PROBLEM TO SOLVE:
For the records that follow, please set down exactly the lines between the one holding "In this picture, where can the keyboard" and the one holding "In this picture, where can the monitor screen", inclusive, and only those.

Point-per-instance localization data

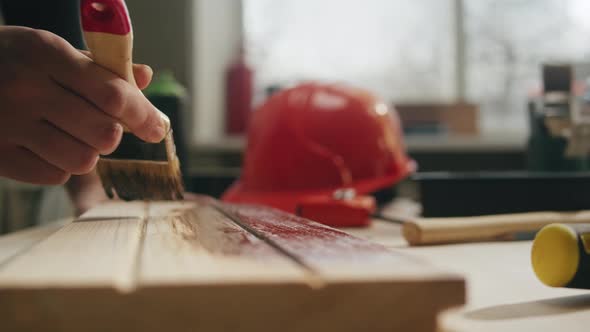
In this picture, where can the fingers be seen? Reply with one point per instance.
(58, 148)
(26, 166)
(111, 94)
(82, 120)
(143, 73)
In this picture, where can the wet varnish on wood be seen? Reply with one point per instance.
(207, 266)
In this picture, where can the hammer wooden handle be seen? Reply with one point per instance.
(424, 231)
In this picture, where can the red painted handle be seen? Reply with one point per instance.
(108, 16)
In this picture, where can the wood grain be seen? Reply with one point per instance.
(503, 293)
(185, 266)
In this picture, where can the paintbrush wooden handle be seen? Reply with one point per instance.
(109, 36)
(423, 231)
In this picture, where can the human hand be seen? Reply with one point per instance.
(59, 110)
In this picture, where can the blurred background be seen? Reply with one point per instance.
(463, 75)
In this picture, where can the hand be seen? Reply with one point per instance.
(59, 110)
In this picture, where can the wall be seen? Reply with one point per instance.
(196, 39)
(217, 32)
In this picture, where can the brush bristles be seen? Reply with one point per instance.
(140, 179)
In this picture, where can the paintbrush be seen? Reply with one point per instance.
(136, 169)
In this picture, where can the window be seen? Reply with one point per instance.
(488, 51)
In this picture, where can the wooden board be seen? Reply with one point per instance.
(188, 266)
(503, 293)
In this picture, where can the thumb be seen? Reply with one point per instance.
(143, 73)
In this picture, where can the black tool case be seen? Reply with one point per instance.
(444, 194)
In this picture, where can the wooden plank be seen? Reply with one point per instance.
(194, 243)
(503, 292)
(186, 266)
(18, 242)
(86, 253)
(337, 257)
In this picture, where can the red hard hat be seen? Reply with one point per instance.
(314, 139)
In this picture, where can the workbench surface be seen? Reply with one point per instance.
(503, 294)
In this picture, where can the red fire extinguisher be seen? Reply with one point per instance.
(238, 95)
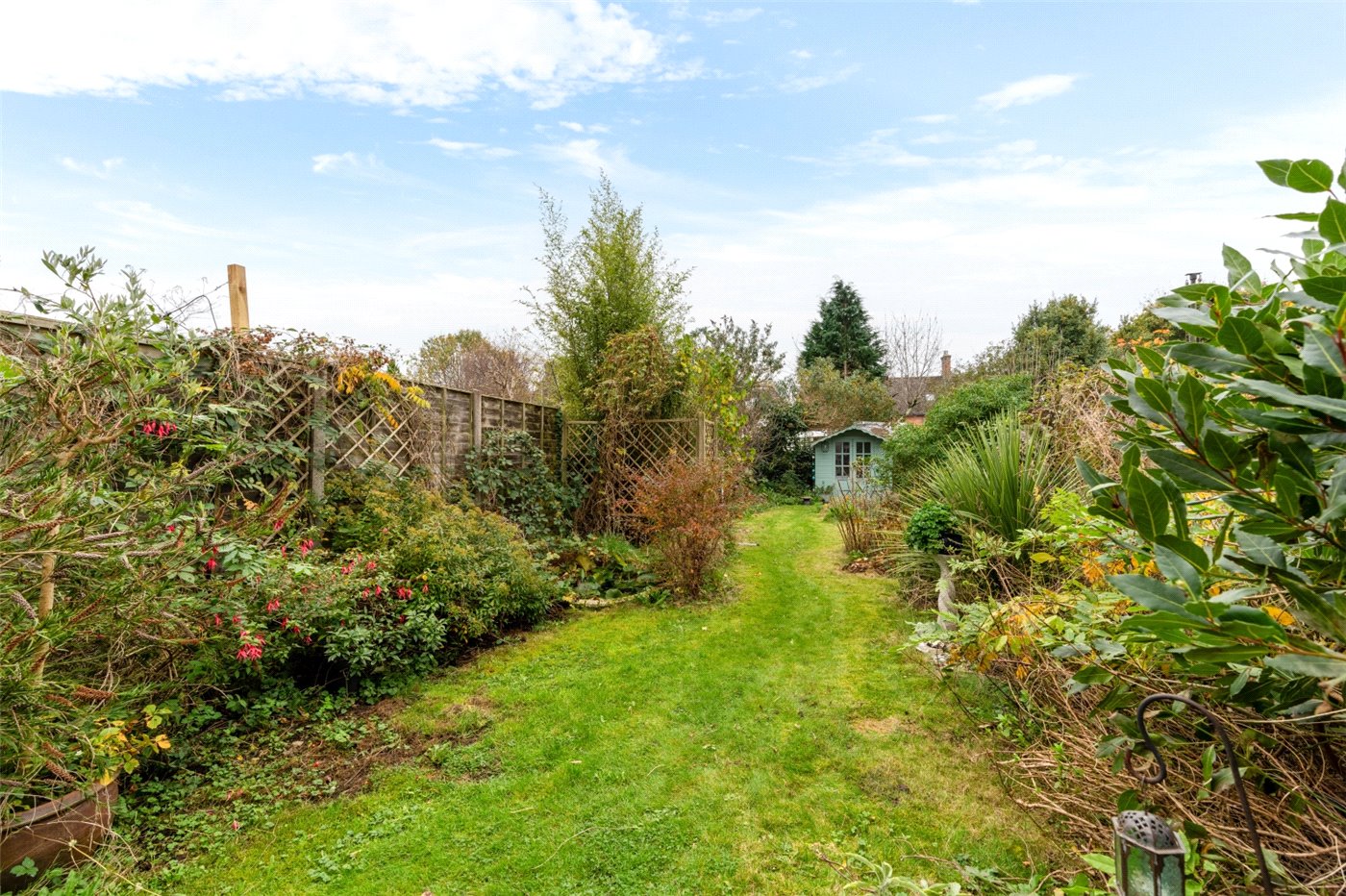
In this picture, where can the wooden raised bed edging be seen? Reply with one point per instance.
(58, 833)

* * *

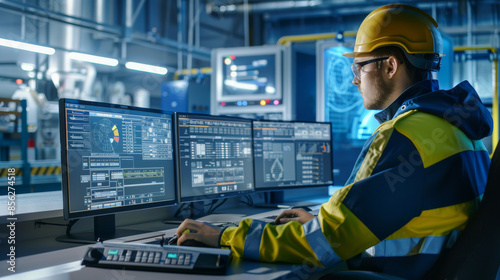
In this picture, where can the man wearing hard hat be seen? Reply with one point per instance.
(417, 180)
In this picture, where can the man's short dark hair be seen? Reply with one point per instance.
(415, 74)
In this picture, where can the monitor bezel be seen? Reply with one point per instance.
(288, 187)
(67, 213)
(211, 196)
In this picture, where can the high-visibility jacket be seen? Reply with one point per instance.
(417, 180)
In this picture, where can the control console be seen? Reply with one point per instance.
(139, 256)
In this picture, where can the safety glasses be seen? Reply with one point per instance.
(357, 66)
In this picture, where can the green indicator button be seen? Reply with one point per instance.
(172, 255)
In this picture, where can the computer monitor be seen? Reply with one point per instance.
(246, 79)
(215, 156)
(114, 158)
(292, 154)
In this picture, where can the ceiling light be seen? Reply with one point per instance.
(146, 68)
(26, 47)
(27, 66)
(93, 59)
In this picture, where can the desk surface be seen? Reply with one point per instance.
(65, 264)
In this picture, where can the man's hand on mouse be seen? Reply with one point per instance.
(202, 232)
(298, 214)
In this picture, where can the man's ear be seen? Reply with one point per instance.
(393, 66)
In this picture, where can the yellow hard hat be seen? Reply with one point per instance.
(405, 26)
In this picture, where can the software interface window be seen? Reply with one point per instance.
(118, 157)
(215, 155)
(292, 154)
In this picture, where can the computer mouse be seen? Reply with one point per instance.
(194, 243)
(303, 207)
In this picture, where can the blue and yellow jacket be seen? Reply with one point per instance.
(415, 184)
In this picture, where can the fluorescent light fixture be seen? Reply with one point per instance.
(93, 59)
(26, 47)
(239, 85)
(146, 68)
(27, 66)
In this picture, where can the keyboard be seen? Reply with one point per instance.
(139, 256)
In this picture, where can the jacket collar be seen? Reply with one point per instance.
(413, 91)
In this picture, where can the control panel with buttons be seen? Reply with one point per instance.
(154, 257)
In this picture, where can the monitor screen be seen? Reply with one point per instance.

--

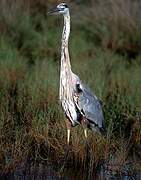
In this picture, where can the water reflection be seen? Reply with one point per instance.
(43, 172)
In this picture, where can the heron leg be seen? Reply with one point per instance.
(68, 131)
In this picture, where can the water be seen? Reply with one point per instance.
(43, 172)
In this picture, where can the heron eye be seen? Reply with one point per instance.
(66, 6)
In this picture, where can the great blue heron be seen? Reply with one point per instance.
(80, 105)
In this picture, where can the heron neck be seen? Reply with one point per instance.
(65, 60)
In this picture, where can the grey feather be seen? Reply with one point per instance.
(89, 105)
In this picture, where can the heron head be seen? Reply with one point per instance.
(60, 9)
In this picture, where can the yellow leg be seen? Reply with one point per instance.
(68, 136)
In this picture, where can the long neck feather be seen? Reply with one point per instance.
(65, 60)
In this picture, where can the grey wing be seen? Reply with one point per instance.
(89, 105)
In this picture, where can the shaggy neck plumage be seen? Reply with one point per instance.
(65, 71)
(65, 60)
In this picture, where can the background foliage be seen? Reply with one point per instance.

ANSWER SPACE:
In this picture, where can the keyboard be seen? Reply with one point per instance.
(139, 256)
In this picture, where can the jacket collar be seen? Reply with one point per instance.
(413, 91)
In this picture, where can the control panel with buttons be seen? Reply with one point per instance.
(154, 257)
In this picture, where can the monitor screen be seen? Reply with one point per instance.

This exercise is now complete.